(THE INPUT)
────────────────────────────────────────
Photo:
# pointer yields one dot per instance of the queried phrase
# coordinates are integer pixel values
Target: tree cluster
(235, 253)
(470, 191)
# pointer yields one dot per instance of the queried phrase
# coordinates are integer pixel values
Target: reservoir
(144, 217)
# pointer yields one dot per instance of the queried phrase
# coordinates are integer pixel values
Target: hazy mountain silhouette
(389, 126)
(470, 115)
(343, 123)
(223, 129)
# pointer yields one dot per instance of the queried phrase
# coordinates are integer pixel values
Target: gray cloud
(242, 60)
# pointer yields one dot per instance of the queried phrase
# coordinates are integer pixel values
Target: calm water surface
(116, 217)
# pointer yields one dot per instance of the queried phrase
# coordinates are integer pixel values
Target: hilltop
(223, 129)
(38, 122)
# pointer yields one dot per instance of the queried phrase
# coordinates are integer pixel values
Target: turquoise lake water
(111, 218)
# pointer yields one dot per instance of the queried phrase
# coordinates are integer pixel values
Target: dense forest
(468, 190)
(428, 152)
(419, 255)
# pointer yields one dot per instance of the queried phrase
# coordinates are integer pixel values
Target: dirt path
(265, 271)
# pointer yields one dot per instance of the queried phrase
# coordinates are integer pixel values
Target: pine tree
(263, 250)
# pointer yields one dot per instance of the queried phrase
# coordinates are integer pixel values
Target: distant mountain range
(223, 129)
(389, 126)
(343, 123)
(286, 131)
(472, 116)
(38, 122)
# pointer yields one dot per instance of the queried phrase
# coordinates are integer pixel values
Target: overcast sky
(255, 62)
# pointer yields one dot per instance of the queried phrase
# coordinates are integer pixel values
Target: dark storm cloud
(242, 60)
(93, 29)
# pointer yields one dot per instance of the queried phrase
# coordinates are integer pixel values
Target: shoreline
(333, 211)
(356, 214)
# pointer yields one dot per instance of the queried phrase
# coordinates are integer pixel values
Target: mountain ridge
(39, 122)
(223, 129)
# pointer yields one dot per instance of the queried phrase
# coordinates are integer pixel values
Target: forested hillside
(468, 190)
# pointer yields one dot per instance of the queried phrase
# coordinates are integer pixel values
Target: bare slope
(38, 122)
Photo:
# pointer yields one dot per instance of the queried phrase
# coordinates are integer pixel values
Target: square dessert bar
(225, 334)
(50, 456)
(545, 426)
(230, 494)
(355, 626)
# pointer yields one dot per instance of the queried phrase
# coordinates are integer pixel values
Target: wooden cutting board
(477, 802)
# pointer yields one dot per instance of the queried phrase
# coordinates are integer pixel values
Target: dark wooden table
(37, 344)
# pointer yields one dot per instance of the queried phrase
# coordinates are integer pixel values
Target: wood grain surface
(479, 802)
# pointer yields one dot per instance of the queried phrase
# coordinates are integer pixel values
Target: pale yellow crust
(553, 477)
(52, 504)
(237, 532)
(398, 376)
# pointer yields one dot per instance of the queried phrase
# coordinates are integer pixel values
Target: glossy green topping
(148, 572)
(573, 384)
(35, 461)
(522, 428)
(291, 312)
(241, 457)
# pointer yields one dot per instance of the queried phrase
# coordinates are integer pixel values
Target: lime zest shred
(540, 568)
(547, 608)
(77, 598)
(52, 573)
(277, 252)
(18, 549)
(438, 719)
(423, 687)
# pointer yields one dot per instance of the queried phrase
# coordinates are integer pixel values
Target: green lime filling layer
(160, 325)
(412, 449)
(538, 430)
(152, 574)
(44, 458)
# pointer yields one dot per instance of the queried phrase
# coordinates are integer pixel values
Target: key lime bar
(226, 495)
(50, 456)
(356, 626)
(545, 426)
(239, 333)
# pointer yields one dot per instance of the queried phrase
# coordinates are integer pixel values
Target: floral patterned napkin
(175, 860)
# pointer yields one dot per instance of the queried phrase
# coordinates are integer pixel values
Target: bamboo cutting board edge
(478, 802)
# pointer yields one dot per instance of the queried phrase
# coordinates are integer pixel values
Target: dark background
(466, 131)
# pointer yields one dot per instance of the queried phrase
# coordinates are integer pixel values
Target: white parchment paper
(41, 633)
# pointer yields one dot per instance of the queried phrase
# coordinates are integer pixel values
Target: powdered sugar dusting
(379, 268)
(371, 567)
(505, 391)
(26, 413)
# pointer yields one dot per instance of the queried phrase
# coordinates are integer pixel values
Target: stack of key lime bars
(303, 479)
────────────────────────────────────────
(EXERCISE REQUIREMENTS) Report every line of the entries that contains the word "green", treating uppercase and lowercase letters as different.

(EXERCISE RESULT)
Target: glossy green topping
Target: green lime filling layer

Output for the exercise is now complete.